Even Dr Who might be taken aback at the sight of these aliens.

The bizarre, jellyfish-like beings were dreamed up by a British scientist as an example of life “not as we know it”.

This is what evolution might have come up with on a world such as Saturn’s moon Titan, Maggie Alderin-Pocock believes.

She envisages creatures that float through clouds of methane, scooping chemical nutrients into their gaping mouths.

The aliens keep themselves aloft by means of dangling onion-like buoyancy bags and communicate with pulses of light.

Dr Alderin-Pocock, a leading scientist at European space company Astrium, said: “Our imaginations are naturally constrained by what we see around us and the conventional wisdom has been that life needs water and is carbon-based.

“But some researchers are doing exciting work, playing with ideas such as silicon-based life forms.

“Silicon is just below carbon in the periodic table, has some chemical similarities and is widely available in the universe.

“So perhaps we could imagine similar instructions to DNA but with silicon.”

Her aliens would probably die on earth, finding the damp oxygenated atmosphere lethally corrosive. Equally, humans would not survive on Titan.

Based on the latest discoveries of star-orbiting planets, she also believes as many as four intelligent extra-terrestrial civilisations could exist in our galaxy, the Milky Way. But they are so far away it is unlikely we will ever meet them.

“The Voyager 1 spacecraft, which is carrying a recording of greetings from earth in different languages, has been travelling through the Solar System since the 1970s and has only just made it into deep space,” she said.

“To get to our nearest neighbouring star, Proxima Centauri, would take it 76,000 years.”

MATERIAL SHOWN -
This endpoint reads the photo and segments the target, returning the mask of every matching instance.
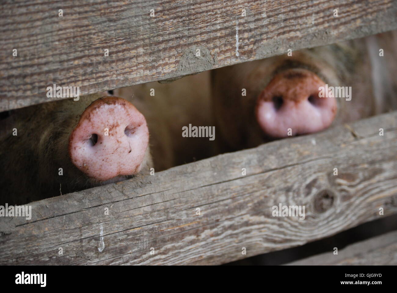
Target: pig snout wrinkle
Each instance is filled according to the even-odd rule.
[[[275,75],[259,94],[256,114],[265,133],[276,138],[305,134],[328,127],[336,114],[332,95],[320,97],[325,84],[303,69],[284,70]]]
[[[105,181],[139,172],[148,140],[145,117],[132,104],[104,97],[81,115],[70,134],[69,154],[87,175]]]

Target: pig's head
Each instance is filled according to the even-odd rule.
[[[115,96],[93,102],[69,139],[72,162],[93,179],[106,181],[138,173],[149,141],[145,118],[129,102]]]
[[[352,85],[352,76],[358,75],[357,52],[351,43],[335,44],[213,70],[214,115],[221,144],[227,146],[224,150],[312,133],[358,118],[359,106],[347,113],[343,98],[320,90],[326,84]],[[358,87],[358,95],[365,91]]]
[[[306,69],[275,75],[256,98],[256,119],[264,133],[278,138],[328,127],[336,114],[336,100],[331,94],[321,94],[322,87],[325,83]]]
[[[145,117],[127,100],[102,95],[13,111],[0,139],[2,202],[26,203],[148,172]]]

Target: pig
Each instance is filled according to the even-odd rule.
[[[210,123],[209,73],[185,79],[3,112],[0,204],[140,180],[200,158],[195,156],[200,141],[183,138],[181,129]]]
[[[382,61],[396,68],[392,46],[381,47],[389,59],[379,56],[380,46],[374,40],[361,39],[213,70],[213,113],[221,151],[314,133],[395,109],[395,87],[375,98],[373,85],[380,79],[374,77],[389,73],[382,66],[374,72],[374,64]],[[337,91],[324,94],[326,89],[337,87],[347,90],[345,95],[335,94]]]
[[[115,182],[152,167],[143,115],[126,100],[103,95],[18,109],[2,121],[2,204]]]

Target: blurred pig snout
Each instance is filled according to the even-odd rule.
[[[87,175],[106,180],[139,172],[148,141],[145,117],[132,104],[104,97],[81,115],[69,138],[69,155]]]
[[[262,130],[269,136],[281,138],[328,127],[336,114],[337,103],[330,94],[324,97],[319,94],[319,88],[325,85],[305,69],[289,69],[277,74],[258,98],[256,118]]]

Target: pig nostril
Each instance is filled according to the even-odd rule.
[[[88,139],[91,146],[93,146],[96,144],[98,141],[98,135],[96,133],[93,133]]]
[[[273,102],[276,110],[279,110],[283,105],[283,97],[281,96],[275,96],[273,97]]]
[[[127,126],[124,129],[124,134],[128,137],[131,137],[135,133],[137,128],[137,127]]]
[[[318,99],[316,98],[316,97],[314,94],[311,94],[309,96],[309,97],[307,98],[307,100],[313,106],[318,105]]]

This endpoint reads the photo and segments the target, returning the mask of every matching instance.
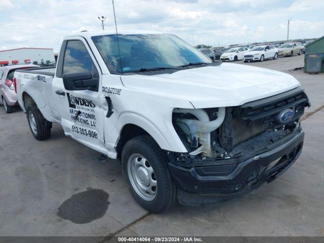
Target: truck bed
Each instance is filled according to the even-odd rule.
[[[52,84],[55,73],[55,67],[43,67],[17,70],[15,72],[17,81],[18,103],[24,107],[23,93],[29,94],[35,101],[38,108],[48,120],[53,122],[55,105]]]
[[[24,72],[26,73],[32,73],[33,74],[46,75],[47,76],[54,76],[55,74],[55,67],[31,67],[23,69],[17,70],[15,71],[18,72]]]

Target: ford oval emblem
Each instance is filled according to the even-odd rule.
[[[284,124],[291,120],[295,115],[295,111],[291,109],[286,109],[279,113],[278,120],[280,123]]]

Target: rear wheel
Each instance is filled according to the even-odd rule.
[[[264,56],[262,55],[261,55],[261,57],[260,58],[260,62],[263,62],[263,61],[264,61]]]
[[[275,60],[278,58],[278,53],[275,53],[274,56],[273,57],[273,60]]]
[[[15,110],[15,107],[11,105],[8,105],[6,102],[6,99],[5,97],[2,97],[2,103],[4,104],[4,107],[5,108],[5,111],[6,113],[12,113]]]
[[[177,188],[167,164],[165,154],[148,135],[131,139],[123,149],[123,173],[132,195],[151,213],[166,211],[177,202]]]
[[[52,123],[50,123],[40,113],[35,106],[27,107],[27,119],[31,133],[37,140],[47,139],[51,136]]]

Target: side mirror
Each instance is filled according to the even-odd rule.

EXERCISE REQUIREMENTS -
Please repeat, word for word, everything in the alien-life article from "The bizarre, jellyfish-like" down to "pulses of light.".

EXPECTED ANSWER -
The bizarre, jellyfish-like beings were dreamed up by a British scientist as an example of life “not as we know it”.

This is what evolution might have come up with on a world such as Saturn’s moon Titan, Maggie Alderin-Pocock believes.

She envisages creatures that float through clouds of methane, scooping chemical nutrients into their gaping mouths.

The aliens keep themselves aloft by means of dangling onion-like buoyancy bags and communicate with pulses of light.